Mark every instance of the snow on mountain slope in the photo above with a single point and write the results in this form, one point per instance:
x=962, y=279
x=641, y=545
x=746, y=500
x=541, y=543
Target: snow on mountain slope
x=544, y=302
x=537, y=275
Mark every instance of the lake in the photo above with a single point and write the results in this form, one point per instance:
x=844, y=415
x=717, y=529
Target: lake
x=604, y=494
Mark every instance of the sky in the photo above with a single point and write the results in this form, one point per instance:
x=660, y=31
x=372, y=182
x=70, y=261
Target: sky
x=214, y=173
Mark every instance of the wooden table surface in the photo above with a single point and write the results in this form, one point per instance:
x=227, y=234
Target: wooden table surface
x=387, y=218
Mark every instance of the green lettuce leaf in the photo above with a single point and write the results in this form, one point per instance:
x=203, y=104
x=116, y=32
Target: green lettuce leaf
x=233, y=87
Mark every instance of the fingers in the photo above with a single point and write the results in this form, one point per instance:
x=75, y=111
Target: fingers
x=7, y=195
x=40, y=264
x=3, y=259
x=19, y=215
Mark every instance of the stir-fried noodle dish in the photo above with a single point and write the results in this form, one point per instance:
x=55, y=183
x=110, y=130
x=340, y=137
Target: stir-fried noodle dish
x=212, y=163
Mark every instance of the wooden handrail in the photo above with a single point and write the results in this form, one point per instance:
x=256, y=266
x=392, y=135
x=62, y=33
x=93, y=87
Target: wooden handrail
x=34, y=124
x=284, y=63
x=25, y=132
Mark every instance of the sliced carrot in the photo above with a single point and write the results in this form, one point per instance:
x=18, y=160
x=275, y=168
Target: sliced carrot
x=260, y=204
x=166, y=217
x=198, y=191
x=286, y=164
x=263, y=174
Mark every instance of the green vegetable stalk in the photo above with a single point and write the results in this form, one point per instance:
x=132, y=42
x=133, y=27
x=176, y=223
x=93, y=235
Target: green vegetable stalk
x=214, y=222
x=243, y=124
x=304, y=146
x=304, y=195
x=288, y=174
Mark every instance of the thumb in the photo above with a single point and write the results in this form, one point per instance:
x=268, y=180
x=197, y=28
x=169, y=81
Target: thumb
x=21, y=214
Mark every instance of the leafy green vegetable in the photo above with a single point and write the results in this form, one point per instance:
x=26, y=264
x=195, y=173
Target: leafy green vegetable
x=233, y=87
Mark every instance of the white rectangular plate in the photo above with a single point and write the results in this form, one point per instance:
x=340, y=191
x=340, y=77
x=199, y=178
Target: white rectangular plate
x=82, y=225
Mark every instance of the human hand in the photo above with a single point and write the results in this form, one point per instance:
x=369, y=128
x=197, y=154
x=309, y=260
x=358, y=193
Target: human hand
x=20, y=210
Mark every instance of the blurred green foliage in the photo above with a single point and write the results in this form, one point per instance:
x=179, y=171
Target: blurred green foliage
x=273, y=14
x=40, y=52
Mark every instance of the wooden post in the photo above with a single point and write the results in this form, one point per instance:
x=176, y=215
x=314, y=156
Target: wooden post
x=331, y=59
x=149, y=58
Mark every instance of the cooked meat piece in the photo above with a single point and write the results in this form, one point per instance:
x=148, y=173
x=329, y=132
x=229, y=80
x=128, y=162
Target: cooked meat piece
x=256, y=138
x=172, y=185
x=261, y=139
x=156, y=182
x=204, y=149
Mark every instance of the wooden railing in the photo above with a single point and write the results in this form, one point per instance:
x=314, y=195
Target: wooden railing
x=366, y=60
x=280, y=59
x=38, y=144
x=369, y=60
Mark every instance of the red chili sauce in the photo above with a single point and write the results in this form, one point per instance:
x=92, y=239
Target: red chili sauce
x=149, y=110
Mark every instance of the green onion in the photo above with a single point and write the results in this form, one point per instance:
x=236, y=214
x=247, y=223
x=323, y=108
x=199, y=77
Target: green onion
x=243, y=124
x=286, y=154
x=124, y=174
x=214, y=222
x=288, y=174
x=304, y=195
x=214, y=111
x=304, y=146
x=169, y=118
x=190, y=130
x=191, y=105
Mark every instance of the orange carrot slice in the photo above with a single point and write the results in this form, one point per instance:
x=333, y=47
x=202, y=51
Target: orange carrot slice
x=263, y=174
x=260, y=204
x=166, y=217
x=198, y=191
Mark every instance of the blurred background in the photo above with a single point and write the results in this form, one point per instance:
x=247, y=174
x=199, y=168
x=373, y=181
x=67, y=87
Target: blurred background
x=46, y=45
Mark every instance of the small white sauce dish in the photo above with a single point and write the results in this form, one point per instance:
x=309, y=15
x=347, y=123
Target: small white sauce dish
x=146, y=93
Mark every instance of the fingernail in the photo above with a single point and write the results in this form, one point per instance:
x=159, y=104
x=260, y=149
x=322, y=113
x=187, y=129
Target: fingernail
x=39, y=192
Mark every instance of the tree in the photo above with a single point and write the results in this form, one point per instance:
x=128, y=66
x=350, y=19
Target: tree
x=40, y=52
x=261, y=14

• Requirement: Restate all of the entries above precisely.

• Response box:
Mark every instance of the snow on mountain slope in the photo above with a single point and write the results in this form, one point per instance:
x=962, y=279
x=641, y=545
x=746, y=500
x=541, y=543
Target: snow on mountain slope
x=544, y=302
x=537, y=275
Mark every instance of the lake in the photo above with a single point and write the results in this form, one point per instance:
x=844, y=415
x=717, y=529
Target: lake
x=604, y=494
Mark every instance of the sky in the photo above with a single point and write the results in this form, one point per instance:
x=660, y=31
x=372, y=182
x=70, y=261
Target: sky
x=214, y=173
Mark every instance of the wooden table surface in the photo above with a single point and write the results in this form, one point per instance:
x=227, y=234
Target: wooden table surface
x=387, y=218
Mark every instance of the green lettuce leaf in the photo above with a single point and write the results in this form, one point per instance:
x=203, y=104
x=116, y=32
Target: green lettuce leaf
x=233, y=87
Mark every instance of the fingers in the photo above with a single point and write the results in this form, one point per instance:
x=75, y=111
Target: fingers
x=7, y=195
x=40, y=264
x=3, y=259
x=19, y=215
Mark every instance of the stir-fried noodle dish in the photo above with a single point and write the results in this form, one point per instance:
x=55, y=183
x=110, y=130
x=340, y=137
Target: stir-fried noodle dish
x=212, y=163
Mark every instance of the wooden handrail in the photo above with a single point and write the results in this form, one point per instance:
x=256, y=266
x=392, y=135
x=62, y=33
x=93, y=87
Target: wooden handrail
x=34, y=124
x=284, y=63
x=25, y=132
Mark every instance of the sliced carrot in the photo above with a single point and write the results in this form, one point per instance:
x=18, y=160
x=275, y=168
Target: sliced carrot
x=260, y=204
x=166, y=217
x=198, y=191
x=286, y=164
x=263, y=174
Mark every instance of the green vegetable stalk in the photo above with a single point and write the results in this form, one point per instance:
x=132, y=42
x=133, y=27
x=176, y=223
x=93, y=235
Target: green vegetable stalk
x=214, y=222
x=243, y=124
x=304, y=146
x=304, y=195
x=288, y=174
Mark every instance of the thumb in the photo above with a single point and write the results in this form, one point per instance:
x=268, y=180
x=197, y=28
x=169, y=81
Target: thumb
x=21, y=214
Mark every instance of the leafy green vegetable in the photo above with a single point and write the results in this form, one point per instance:
x=26, y=264
x=195, y=173
Target: leafy green vegetable
x=233, y=87
Mark every instance of the white rectangular plate in the photo above with a single point and write the results in this form, one point per instance:
x=340, y=191
x=340, y=77
x=199, y=178
Target: white rectangular plate
x=82, y=225
Mark every instance of the human hand in the photo above with a single point and write the results in this form, one point per instance:
x=369, y=128
x=197, y=154
x=309, y=260
x=358, y=193
Target: human hand
x=20, y=210
Mark every instance of the blurred green foliage in the photo above with a single point and write the results in this form, one point per instance:
x=179, y=171
Target: blurred green foliage
x=273, y=14
x=40, y=52
Mark every instance of the wooden post in the photo above with a single point and write the results in this form, one point per instance:
x=176, y=215
x=314, y=156
Target: wooden post
x=331, y=59
x=149, y=58
Mark every instance of the cooked meat piece in the photo above with a single point and write the results in this form, one point per instance:
x=148, y=173
x=329, y=132
x=229, y=80
x=128, y=162
Target: cooked meat piece
x=256, y=138
x=172, y=185
x=261, y=139
x=156, y=182
x=204, y=149
Mark every instance of the wooden railing in the photo above with a single point and write the results in this form, one point per instance:
x=314, y=195
Target: wooden railing
x=366, y=60
x=280, y=59
x=38, y=144
x=369, y=60
Mark every instance of the red chili sauce in the photo above with a single point and write the results in this form, one point per instance:
x=92, y=239
Target: red chili sauce
x=149, y=110
Mark every instance of the green onion in the photo above with a single point and write the results in this form, one point per instance:
x=236, y=214
x=247, y=223
x=323, y=108
x=199, y=77
Target: green onion
x=243, y=124
x=286, y=154
x=124, y=174
x=214, y=222
x=288, y=174
x=304, y=195
x=214, y=111
x=304, y=146
x=169, y=118
x=190, y=130
x=191, y=105
Mark every instance of the orange carrot slice in the photo above with a single point and write the results in this form, one point per instance:
x=333, y=47
x=202, y=51
Target: orange carrot slice
x=263, y=174
x=260, y=204
x=166, y=217
x=198, y=191
Mark every instance of the blurred background in the photo above with a single point and write the results in this form, one point per instance:
x=247, y=174
x=199, y=168
x=373, y=181
x=67, y=87
Target: blurred background
x=46, y=45
Mark every instance of the small white sauce dish in the photo above with a single point and write the results in this form, one point per instance:
x=309, y=15
x=347, y=123
Target: small white sauce dish
x=146, y=93
Mark every instance of the fingernail in the photo above with a single point and write the results in this form, one point per instance:
x=159, y=104
x=260, y=149
x=322, y=113
x=187, y=129
Target: fingernail
x=39, y=192
Mark every instance of the tree in the photo above with a single point and write the results in this form, one point per instance:
x=128, y=66
x=350, y=19
Target: tree
x=40, y=52
x=261, y=14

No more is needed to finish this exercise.